GOAL OF THE EXERCISE
Pick out each line in the entries below that contains the word "plank" and copy it.

RECORDS PROVIDED
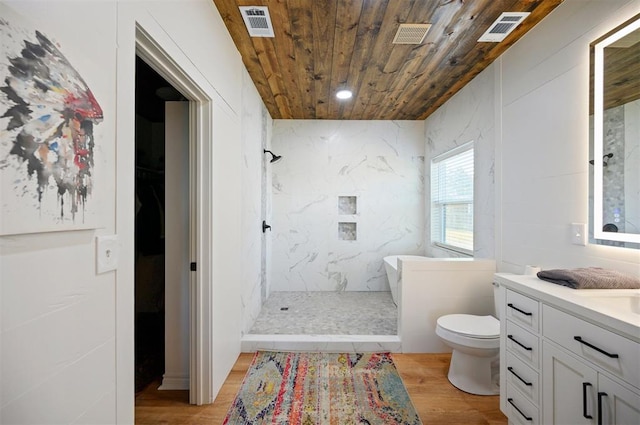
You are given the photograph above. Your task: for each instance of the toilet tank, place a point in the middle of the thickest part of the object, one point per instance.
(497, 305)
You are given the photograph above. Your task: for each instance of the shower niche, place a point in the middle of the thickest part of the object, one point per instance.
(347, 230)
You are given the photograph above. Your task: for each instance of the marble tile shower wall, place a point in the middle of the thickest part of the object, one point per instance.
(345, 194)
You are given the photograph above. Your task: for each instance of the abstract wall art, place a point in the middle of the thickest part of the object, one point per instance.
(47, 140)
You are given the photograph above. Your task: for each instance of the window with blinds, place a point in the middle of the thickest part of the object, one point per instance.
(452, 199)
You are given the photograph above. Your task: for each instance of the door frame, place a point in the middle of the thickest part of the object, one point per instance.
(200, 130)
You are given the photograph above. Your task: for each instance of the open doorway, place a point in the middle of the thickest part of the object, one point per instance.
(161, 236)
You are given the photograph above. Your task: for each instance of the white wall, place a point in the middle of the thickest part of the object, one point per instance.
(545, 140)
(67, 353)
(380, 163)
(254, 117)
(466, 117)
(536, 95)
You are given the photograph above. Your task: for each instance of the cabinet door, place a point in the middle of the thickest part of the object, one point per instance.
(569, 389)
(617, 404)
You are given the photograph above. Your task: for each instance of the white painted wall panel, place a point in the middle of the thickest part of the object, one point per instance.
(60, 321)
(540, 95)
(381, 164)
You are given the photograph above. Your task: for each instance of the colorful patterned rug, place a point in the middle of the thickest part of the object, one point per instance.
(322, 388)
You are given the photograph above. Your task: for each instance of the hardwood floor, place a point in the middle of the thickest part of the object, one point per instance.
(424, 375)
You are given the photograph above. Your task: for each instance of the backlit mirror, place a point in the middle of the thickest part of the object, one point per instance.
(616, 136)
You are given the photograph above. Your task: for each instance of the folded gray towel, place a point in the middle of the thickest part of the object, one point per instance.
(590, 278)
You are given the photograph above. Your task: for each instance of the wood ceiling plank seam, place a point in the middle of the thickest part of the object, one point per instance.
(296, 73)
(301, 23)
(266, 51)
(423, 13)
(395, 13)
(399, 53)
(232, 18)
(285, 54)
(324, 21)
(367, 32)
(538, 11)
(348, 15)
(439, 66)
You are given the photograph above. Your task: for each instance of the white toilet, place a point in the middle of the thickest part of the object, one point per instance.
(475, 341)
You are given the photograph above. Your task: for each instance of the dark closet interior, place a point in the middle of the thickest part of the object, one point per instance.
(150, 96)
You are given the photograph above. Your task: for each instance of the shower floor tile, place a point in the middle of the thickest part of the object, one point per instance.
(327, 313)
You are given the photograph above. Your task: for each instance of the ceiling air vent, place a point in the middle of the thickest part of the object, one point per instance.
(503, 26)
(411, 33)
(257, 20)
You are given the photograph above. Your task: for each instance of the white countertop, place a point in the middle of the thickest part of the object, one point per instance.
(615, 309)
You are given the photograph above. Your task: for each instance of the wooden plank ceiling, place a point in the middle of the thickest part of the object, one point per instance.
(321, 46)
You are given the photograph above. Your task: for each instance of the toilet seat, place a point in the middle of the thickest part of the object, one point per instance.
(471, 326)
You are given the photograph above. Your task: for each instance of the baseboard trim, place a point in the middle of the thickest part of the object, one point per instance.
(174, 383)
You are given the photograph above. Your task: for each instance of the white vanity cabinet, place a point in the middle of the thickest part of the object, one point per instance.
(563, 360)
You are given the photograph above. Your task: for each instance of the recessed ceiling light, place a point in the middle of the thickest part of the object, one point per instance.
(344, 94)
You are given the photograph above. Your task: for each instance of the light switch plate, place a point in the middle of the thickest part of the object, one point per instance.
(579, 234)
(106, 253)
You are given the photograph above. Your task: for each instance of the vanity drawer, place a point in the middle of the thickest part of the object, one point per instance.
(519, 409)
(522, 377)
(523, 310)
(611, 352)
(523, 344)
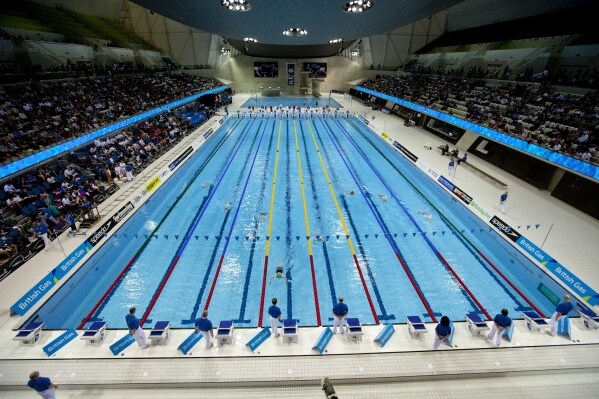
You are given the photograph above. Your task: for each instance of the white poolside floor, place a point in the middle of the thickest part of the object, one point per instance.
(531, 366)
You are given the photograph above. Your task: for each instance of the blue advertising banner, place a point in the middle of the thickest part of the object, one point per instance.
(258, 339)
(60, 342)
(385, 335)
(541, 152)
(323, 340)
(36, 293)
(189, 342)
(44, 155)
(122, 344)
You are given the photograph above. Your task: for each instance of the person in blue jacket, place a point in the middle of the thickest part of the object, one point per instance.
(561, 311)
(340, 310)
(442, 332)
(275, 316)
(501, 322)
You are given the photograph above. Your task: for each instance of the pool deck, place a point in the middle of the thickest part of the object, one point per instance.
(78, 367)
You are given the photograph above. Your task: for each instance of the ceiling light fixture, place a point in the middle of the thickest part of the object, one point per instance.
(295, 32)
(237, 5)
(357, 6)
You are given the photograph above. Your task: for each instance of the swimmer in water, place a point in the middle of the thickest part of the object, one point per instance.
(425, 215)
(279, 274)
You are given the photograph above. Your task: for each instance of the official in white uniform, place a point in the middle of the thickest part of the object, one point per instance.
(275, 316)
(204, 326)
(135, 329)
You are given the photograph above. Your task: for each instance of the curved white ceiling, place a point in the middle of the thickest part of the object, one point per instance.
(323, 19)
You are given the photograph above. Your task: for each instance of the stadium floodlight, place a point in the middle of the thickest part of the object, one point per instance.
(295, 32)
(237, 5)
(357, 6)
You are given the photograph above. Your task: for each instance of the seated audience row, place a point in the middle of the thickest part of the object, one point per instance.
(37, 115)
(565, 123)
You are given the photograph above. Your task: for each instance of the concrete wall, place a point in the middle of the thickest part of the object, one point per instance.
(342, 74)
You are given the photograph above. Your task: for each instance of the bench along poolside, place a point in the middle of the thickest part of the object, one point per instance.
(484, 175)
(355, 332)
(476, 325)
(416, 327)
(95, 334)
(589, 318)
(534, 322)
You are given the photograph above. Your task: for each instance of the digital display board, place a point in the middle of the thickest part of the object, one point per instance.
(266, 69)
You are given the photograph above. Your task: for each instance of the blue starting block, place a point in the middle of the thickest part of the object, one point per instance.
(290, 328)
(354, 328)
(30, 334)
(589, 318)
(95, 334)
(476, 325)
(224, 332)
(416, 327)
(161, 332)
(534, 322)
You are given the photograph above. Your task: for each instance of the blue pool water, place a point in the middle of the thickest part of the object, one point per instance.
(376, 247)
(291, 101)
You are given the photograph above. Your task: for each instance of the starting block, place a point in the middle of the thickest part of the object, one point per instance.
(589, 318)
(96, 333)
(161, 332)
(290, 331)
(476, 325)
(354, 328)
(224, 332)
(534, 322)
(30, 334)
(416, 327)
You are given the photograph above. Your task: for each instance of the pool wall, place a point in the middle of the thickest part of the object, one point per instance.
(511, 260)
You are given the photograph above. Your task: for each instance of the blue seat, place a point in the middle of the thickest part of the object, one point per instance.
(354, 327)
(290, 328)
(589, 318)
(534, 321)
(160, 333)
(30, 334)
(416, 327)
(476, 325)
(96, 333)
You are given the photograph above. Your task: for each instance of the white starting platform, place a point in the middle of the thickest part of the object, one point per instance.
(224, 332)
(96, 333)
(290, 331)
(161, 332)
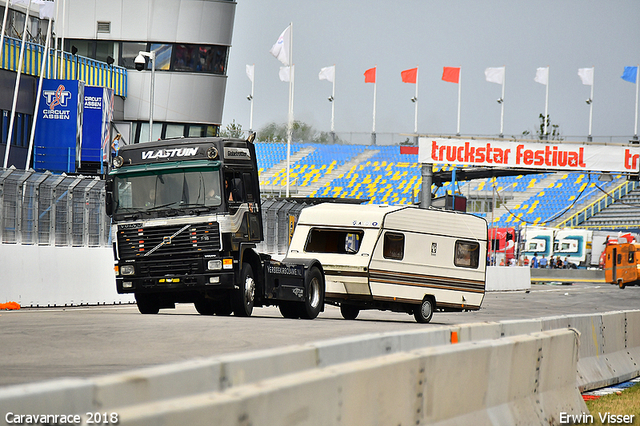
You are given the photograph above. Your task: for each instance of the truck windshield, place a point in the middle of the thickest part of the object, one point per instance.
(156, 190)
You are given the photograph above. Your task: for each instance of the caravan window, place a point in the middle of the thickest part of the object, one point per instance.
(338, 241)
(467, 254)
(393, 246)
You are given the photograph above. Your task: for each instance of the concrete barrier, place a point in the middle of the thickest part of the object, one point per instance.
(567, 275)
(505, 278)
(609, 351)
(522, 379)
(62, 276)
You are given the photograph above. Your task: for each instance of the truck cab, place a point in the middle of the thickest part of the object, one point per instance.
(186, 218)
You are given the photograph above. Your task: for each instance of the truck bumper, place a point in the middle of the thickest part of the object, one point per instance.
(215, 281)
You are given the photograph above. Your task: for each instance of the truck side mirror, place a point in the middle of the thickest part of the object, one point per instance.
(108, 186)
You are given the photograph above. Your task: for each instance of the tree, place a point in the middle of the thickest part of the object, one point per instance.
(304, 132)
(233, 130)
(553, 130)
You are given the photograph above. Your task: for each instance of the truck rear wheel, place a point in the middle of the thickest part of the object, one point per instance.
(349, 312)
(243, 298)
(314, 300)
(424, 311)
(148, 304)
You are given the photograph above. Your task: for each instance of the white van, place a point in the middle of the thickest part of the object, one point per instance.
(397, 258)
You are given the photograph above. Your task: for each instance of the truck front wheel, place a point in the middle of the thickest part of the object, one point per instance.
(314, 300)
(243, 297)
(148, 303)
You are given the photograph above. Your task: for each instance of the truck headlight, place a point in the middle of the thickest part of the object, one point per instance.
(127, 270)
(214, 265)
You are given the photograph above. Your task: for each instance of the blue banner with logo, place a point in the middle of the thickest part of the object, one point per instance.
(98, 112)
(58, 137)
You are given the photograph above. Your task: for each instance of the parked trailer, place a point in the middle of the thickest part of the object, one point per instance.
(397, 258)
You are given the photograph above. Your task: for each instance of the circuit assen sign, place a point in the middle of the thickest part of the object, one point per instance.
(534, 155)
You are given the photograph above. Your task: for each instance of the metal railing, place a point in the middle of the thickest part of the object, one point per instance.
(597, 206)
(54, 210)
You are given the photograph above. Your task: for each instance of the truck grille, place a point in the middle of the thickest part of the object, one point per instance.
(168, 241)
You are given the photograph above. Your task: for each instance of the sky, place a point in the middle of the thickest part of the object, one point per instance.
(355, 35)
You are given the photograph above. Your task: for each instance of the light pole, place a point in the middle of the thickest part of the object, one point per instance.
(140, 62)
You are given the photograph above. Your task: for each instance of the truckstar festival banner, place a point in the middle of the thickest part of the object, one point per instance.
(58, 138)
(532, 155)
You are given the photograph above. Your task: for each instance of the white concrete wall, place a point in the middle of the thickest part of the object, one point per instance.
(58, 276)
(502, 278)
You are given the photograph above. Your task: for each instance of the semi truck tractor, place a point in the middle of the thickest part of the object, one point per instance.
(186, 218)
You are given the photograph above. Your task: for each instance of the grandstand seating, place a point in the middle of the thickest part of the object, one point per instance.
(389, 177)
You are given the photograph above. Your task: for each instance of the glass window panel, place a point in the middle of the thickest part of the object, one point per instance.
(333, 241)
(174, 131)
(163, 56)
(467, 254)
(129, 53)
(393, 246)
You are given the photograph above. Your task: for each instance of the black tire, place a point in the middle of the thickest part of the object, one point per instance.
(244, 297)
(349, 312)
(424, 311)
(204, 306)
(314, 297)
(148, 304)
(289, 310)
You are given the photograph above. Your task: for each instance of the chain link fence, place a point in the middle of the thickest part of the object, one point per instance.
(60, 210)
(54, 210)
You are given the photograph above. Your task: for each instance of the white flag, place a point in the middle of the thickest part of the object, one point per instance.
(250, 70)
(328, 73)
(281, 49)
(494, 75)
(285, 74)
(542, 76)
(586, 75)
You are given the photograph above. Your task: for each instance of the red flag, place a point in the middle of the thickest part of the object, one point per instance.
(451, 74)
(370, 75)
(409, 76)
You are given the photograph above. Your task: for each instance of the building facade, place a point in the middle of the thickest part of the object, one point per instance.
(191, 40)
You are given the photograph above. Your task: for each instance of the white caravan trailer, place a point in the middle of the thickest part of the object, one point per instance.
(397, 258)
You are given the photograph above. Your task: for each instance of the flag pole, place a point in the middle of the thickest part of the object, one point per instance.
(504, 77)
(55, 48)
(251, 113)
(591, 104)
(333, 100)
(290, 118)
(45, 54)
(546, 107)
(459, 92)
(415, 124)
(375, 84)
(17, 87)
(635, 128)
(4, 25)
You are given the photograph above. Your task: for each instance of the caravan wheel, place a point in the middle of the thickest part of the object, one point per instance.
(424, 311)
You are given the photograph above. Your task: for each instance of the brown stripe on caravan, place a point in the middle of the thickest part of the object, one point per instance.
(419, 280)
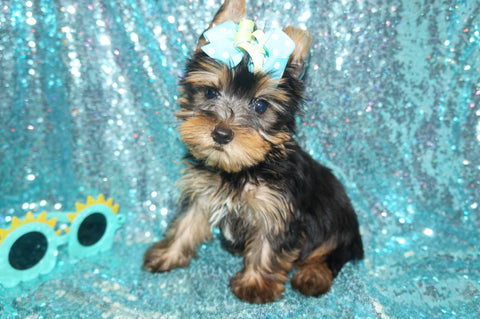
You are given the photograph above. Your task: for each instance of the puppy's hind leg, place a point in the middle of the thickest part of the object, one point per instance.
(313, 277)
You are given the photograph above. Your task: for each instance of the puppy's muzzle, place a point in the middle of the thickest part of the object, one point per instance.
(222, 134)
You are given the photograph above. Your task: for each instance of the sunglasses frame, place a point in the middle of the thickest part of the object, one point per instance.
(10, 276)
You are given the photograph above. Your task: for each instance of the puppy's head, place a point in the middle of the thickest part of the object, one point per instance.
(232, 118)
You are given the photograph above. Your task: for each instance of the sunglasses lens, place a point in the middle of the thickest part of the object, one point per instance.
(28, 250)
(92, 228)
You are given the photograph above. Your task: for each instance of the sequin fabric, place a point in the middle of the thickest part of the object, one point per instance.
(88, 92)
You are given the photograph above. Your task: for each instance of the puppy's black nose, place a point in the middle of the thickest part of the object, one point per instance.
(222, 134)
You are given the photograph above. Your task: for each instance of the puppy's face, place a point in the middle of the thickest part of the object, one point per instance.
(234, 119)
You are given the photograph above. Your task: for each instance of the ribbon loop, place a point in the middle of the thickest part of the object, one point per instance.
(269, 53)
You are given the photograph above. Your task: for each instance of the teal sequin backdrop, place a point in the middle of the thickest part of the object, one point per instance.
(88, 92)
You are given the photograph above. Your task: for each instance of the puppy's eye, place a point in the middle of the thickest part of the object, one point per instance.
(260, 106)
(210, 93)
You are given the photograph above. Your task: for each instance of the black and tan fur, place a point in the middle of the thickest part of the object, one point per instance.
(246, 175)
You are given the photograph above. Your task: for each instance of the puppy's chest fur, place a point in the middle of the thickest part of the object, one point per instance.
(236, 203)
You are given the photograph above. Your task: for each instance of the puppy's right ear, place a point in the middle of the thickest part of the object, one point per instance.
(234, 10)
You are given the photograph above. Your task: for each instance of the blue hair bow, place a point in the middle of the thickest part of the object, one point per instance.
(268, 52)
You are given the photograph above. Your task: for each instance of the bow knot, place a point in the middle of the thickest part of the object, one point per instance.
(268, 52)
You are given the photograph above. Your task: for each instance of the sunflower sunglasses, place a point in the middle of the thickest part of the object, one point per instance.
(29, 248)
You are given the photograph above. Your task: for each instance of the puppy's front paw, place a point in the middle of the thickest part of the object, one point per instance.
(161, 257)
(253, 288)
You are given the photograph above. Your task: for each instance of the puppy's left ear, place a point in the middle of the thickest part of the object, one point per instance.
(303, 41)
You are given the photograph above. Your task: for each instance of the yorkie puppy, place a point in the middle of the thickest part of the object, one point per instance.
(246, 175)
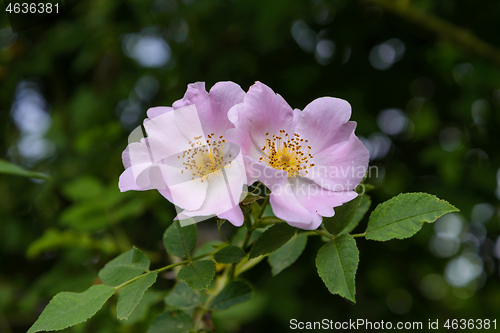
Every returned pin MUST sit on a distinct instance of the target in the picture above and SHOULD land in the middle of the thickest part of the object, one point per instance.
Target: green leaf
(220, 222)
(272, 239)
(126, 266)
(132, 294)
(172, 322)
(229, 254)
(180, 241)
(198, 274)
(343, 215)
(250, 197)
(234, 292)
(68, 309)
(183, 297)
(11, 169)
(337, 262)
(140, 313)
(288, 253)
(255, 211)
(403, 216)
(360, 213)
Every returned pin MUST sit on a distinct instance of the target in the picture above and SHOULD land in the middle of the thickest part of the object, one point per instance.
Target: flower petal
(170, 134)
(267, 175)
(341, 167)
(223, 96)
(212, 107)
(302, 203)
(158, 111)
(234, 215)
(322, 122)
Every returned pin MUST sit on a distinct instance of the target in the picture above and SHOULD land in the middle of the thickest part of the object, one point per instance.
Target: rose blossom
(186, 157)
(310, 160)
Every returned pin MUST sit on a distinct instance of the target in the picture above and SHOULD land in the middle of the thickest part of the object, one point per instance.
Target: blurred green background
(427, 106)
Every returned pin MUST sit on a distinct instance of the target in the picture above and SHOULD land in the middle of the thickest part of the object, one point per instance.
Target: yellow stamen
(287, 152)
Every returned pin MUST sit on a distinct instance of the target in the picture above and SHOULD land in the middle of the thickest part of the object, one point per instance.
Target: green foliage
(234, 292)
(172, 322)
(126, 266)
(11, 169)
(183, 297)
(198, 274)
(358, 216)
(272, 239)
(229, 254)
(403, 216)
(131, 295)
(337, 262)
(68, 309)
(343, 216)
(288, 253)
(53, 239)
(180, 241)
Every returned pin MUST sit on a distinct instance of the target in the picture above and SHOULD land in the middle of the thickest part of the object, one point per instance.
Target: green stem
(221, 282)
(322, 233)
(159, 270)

WRITTEN ANSWER
You are given the photograph above. Your task: for each instance of the wood ceiling plank seam, place a point in the middle of the thickest part of the object, one point per instance.
You are given the photograph above. Your task: for each instance of the wooden plank ceiling, place a point in the middle of the thickest part of the object, one point per instance.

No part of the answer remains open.